Work task A >>
Write out the part of the review of The Silent Hour that opens with the words "Brad Anderson’s latest" and closes with "work as usual.", swapping "Boston" for "Chicago".
Work task B >>
According to the review of The Silent Hour, which actor plays the gang leader?

Given passage >>
Review

The Silent Hour (2024) Review: Brad Anderson’s Otherwise Intriguing Die Hard-Like Thriller with a Novelty Twist Doesn’t Reach its Full Potential

Brad Anderson’s latest movie The Silent Hour has two things that got me interested. One is from the novelty of Dan Hall’s debut screenplay, which centres on a Boston police detective Frank Shaw (Joel Kinnaman) ends with hearing loss after an accident in the line of duty trying to apprehend a suspect. He has since been forced to rely on hearing aids and his disability frequently hinders him from doing his police work as usual.

Then, one day his partner Doug Slater (Mark Strong) needs his help to become an interpreter to get a statement from a deaf young woman named Ava (deaf actress Sandra Mae Frank), who has witnessed a murder. She requires police protection and everything goes well at first. But after Frank realises he accidentally left his phone in Ava’s place, he is forced to drive back to her apartment. Things go wrong when the gang leader (Mekhi Phifer) brings his men shows up at Ava’s apartment and threatens her since she has video evidence recorded on her phone.

Now, this leads to an intriguing question: How would a deaf cop like Frank Shaw is going to deal with the armed gang? Being hearing impaired becomes disadvantageous for him in a life-or-death situation like this and more so, he has no phone with him to call for backup and if that’s not enough, his hearing aids run out of battery. He is still rusty when comes to ASL as he tries to get used to communicating with Ava.

The second thing? That would be seeing Brad Anderson returning to the familiar territory takes place mostly in the confines of a single location. He already did it in Session 9 (abandoned mental hospital) and Transsiberian (the titular train connecting Moscow and China), both of which were among his best works. The idea of Kinnaman’s Frank Shaw trapped inside the building with the gang leader’s men already blocking every possible exit instantly gives me the vibes of a Die Hard-like setting.

Except for The Silent Hour doesn’t feature Frank in a John McClane mode and has none of the spectacular action set pieces. Instead, the movie is mostly a typical cop shooting bad guys kind of gunfight, which is fine by me as long as Anderson manages to keep the tension taut and suspenseful enough. And for a while there, it looks as if he succeeds in delivering a tense single-location action thriller.

Region pointing data >>
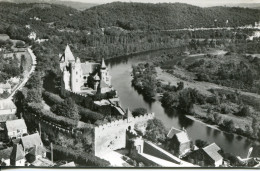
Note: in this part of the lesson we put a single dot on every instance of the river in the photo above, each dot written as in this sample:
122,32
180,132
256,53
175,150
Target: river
120,69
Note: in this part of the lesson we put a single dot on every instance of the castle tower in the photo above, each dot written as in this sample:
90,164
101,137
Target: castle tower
76,75
66,79
104,73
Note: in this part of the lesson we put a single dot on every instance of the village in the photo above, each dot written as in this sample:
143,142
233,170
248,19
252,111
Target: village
61,100
19,147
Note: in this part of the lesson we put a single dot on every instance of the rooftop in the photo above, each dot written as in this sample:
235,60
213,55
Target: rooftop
172,132
17,153
5,86
182,137
6,153
7,104
212,151
32,140
14,125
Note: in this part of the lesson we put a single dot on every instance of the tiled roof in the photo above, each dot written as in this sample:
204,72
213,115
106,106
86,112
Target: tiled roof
15,125
37,150
30,141
182,137
103,64
70,164
128,113
172,132
17,153
5,86
103,84
7,104
212,151
88,67
6,153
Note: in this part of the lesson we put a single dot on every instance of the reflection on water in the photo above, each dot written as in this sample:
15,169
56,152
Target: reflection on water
120,69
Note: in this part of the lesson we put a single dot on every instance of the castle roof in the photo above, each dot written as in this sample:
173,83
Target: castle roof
212,151
7,104
103,65
67,56
128,113
172,132
17,153
6,153
182,137
88,67
96,77
5,86
103,84
32,140
37,150
14,125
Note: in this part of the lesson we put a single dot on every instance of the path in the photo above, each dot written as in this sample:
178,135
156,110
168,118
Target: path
26,78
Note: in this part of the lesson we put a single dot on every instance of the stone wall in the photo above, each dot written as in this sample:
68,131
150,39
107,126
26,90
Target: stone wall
112,136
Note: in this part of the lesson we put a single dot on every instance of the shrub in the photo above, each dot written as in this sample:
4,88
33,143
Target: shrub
139,111
62,153
244,111
49,116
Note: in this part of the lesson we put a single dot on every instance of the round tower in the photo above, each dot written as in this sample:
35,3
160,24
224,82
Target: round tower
76,75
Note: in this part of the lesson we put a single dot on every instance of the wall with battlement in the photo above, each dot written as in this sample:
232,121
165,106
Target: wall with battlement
112,136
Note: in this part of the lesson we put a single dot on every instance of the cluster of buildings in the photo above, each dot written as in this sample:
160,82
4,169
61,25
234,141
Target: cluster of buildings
26,150
87,77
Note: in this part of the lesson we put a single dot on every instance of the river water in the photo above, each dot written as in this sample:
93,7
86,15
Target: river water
120,70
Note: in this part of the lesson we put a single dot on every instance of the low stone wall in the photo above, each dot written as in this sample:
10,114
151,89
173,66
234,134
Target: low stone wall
112,136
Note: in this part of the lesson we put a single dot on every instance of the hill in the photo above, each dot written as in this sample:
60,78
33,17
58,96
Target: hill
166,15
76,5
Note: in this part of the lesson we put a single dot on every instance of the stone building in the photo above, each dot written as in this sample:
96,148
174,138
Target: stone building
86,78
179,141
16,128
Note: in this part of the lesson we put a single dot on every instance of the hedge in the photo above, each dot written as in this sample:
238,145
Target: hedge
62,153
86,114
49,116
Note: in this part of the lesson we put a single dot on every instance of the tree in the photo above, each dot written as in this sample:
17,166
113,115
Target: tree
139,111
201,143
155,130
19,44
229,125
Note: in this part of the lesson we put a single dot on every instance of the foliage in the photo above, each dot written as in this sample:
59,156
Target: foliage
86,114
183,99
145,79
36,109
83,159
201,143
155,130
68,108
139,111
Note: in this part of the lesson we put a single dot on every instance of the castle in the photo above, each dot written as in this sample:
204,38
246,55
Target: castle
84,78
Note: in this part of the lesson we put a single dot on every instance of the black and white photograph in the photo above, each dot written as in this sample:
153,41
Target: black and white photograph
130,84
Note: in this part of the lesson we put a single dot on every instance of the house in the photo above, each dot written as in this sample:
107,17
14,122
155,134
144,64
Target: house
7,110
32,36
5,156
17,157
30,141
179,142
16,128
4,37
208,156
78,76
36,153
5,88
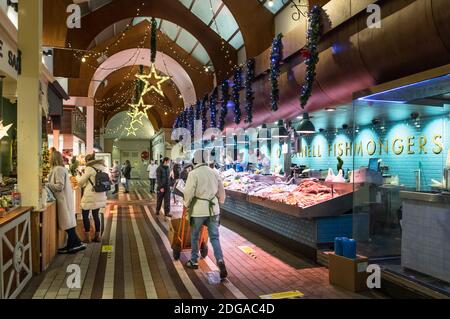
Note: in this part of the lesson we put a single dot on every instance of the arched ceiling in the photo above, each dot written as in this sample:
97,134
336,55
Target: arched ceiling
191,32
119,93
133,38
119,122
163,64
223,55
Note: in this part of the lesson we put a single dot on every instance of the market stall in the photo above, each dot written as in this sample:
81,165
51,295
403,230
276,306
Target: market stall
305,213
15,252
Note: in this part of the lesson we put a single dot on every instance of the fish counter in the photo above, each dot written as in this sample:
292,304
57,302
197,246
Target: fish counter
305,214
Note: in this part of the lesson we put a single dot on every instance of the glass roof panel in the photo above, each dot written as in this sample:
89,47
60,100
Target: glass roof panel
183,38
201,54
226,26
170,29
238,41
204,11
186,40
276,6
186,3
216,15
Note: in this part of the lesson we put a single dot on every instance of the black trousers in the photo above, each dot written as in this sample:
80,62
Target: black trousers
152,184
163,197
72,238
87,222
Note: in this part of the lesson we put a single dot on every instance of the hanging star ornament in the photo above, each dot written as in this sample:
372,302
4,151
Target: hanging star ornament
153,75
4,130
138,111
131,130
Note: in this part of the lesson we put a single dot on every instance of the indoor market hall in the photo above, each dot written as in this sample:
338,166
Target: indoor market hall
224,157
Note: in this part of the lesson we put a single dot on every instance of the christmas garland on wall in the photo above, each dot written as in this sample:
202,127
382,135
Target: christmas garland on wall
153,47
184,119
276,56
204,113
310,53
198,110
213,107
249,95
224,101
191,120
237,87
177,122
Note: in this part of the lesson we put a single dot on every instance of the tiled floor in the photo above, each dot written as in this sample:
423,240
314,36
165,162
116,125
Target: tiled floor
135,261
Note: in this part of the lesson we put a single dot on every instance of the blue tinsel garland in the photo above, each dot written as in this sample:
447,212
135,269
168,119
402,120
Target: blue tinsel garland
249,95
224,103
276,56
237,87
204,111
313,37
213,107
191,120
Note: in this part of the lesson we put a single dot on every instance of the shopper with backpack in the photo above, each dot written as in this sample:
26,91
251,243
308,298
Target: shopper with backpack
96,183
126,173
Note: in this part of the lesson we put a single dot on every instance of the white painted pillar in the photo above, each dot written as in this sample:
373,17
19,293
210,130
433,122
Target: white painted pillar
29,113
56,139
102,139
90,129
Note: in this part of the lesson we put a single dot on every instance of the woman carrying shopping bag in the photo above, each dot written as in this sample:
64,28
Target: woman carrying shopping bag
92,201
61,187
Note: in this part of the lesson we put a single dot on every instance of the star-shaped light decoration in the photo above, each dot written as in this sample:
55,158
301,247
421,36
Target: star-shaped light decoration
4,130
138,111
131,130
159,79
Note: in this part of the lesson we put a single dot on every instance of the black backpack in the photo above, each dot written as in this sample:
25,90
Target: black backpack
102,182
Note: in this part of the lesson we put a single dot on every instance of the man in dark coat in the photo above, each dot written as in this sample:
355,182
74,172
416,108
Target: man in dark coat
163,187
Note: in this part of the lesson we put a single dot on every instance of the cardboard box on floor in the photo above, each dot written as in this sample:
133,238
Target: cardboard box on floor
346,273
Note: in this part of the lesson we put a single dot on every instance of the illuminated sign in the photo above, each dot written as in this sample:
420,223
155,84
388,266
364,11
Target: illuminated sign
410,145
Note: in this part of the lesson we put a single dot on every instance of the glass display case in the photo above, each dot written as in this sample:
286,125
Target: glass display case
401,204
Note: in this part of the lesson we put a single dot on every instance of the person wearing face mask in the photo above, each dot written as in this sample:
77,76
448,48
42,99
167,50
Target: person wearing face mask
163,187
203,195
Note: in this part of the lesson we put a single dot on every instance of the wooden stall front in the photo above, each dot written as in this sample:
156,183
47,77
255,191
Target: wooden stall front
46,237
15,252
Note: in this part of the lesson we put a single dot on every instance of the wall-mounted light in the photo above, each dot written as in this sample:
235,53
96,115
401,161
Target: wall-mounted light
14,5
282,131
264,134
306,126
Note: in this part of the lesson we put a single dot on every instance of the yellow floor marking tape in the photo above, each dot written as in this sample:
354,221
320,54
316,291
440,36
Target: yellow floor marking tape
107,249
283,295
247,250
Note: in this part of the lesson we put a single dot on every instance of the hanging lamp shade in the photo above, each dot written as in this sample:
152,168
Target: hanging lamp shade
306,126
282,131
264,134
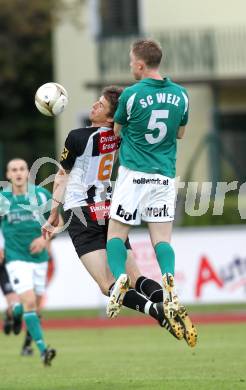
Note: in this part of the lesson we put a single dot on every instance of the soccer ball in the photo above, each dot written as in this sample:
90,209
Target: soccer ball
51,99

Written reply A >>
Brad Anderson’s latest movie The Silent Hour has two things that got me interested. One is from the novelty of Dan Hall’s debut screenplay, which centres on a Chicago police detective Frank Shaw (Joel Kinnaman) ends with hearing loss after an accident in the line of duty trying to apprehend a suspect. He has since been forced to rely on hearing aids and his disability frequently hinders him from doing his police work as usual.

Written reply B >>
Mekhi Phifer